WORK INSTRUCTIONS ->
Report, word for word, every line of the material that contains "duck".

AVAILABLE RECORDS ->
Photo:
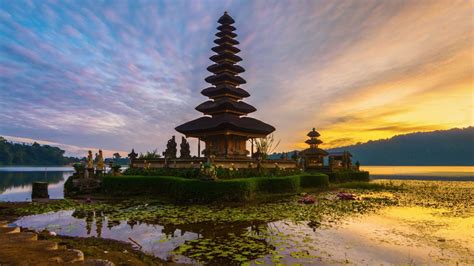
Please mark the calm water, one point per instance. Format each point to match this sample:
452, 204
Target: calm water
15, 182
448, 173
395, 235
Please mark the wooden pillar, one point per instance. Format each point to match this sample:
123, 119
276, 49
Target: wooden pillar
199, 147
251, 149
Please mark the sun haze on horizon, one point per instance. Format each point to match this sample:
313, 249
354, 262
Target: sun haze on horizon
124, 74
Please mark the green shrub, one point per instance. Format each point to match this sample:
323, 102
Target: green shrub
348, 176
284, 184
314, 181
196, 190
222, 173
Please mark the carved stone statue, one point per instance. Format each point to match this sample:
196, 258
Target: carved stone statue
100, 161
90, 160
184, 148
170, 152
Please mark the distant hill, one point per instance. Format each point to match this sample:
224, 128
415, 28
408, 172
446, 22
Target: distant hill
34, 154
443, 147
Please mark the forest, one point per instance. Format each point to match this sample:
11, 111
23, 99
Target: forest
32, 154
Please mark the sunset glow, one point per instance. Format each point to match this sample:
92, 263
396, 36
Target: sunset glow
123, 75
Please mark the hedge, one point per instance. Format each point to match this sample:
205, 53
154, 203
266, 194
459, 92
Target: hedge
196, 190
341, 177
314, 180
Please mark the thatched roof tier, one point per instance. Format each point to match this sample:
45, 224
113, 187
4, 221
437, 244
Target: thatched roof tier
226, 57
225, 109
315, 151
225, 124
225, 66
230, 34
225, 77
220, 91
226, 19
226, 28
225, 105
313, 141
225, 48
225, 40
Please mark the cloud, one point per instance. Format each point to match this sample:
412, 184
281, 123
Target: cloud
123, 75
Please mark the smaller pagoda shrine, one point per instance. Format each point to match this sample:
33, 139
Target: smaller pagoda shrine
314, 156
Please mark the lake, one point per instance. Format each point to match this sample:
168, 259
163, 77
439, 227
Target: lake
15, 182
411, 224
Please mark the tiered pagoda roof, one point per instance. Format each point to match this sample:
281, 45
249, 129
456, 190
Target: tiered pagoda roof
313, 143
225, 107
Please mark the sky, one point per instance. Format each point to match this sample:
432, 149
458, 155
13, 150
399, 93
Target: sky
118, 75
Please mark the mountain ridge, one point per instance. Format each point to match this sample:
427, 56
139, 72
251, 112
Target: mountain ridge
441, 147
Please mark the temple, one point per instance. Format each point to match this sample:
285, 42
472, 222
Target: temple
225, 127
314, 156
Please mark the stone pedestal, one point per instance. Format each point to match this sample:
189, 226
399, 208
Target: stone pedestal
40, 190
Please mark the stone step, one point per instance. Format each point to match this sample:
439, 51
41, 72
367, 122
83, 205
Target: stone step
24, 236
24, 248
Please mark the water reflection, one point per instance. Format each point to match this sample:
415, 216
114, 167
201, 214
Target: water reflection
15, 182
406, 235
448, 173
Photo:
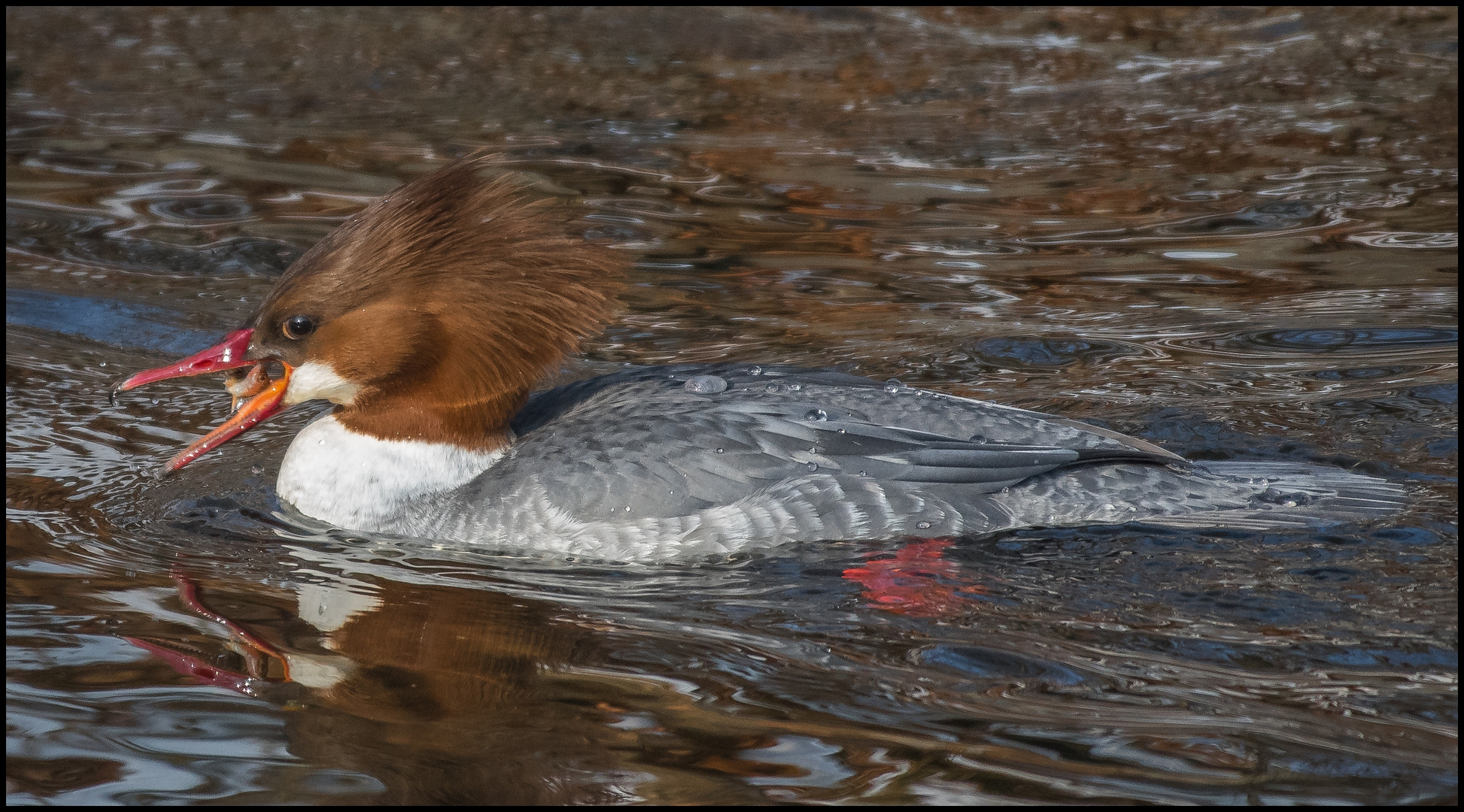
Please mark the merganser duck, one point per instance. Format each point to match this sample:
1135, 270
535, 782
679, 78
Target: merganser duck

OUTPUT OF THE TASK ->
Please mark the merganser duck, one point per instance. Format each point to match this sample:
Target: merganser duck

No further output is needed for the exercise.